▶ **TO BE DONE**:
Print all of the lines below word for word, leaving out the pictures.

▶ **MATERIAL**:
•••••

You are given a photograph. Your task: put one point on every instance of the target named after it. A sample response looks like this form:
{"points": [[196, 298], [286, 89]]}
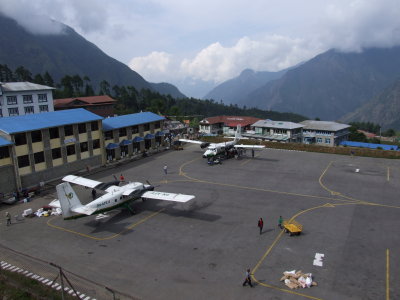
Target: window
{"points": [[68, 130], [23, 161], [108, 135], [135, 129], [94, 125], [56, 153], [122, 131], [54, 133], [96, 144], [13, 111], [20, 139], [39, 157], [27, 99], [4, 153], [70, 150], [84, 147], [36, 136], [42, 98], [82, 128], [43, 108], [29, 110], [11, 100]]}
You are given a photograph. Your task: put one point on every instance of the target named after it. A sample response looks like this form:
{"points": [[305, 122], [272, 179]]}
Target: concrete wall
{"points": [[7, 179], [60, 171]]}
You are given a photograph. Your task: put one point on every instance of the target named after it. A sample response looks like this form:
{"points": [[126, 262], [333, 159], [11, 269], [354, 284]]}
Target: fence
{"points": [[69, 285]]}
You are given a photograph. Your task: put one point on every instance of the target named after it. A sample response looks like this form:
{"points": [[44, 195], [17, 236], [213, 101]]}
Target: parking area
{"points": [[348, 206]]}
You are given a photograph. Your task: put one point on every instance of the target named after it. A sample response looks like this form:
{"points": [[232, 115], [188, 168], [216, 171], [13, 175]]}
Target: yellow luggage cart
{"points": [[292, 227]]}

•••••

▶ **RESULT FOR THIS TASK**:
You are given a photograph. Your task: put one point on every instance of the target named after it. A sample response looks like this form:
{"points": [[196, 298], [286, 89]]}
Target: window
{"points": [[68, 130], [23, 161], [108, 135], [135, 129], [94, 125], [56, 153], [122, 131], [54, 133], [96, 144], [13, 111], [20, 139], [39, 157], [27, 99], [4, 153], [70, 150], [84, 147], [36, 136], [42, 98], [82, 128], [43, 108], [29, 110], [11, 100]]}
You are given a photograph. Your task: put one point on every instance of the target named after it. A sample response looks like this form:
{"points": [[305, 122], [272, 179]]}
Target: concrete wall
{"points": [[7, 179], [60, 171]]}
You are given a photograph. Your task: put one point on every instance of the target named after it. A sample response looks like this form:
{"points": [[126, 262], [333, 159], [11, 269], [354, 284]]}
Target: fence
{"points": [[69, 285]]}
You are given a photograph. Your task: put one point on every instance of the target named after it. A sample response looks like this form:
{"points": [[44, 195], [17, 236], [213, 101]]}
Target: parking area
{"points": [[348, 206]]}
You are given a photograph. Your task: put one point on every instance of the target named after it. A sample response looks like this form:
{"points": [[232, 115], [188, 168], [216, 171], [13, 175]]}
Target: yellow luggage cart
{"points": [[292, 227]]}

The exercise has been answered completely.